■ **Aim 1**: Quote everything in the court opinion excerpt from "The Court finds" down to "held that: 1)".
■ **Aim 2**: According to the court opinion excerpt, which approach does the Court find is the right one to use?

■ **Document section**:
· · · · · · ·

Clayton and Vanderbilt, on the other hand, argue that the Court must apply the Eighth
Circuit’s rule from Advance America Servs. v. McGinnis, 526 F.3d 1170 (8th Cir. 2008). That
rule states that the amount in controversy is determined by the value to the plaintiff of the right
sought to be enforced, and so the amount in controversy in a § 4 arbitration action is therefore
the value at stake in the arbitration dealing with the underlying case. Id. at 1174. Clayton and
Vanderbilt argue that the value of the injunction they seek in arbitration “exceeds [the]
jurisdictional minimum by millions of dollars.” (ECF No. 23, at 25).
The difference matters. If the Court looks through the arbitration case to the underlying
action, then the Court’s amount-in-controversy determination in the Goodner removal case
controls here, and the Court lacks diversity jurisdiction. If the Court uses the Advance America
approach, then the Court must determine whether Clayton and Vanderbilt have shown by a
preponderance of the evidence that the arbitration claim is not to a legal certainty less than the
5
jurisdictional minimum. See Scottsdale Ins. Co. v. Universal Crop Protection Alliance, LLC, 620
F.3d 926, 931 (8th Cir. 2010) (quoting Kopp v. Kopp, 280 F.3d 883, 885 (8th Cir. 2002).
The Court finds that Vaden’s look-through approach is the right one to use. The
successive cases compelling this conclusion are discussed below.
1. The Advance America rule
Advance America was decided in May 2008. In that case, the Eighth Circuit held that: 1)
the amount in controversy is determined by the value to the plaintiff of the relief it seeks; 2)

· · · · · · ·

■ **Dataset excerpt**:
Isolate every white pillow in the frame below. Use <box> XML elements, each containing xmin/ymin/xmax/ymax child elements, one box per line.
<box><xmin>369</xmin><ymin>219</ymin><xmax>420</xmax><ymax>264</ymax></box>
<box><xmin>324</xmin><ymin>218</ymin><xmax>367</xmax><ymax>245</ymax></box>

· · · · · · ·

■ **Expected answer 1**:
The Court finds that Vaden’s look-through approach is the right one to use. The
successive cases compelling this conclusion are discussed below.
1. The Advance America rule
Advance America was decided in May 2008. In that case, the Eighth Circuit held that: 1)

■ **Expected answer 2**: Vaden's look-through approach.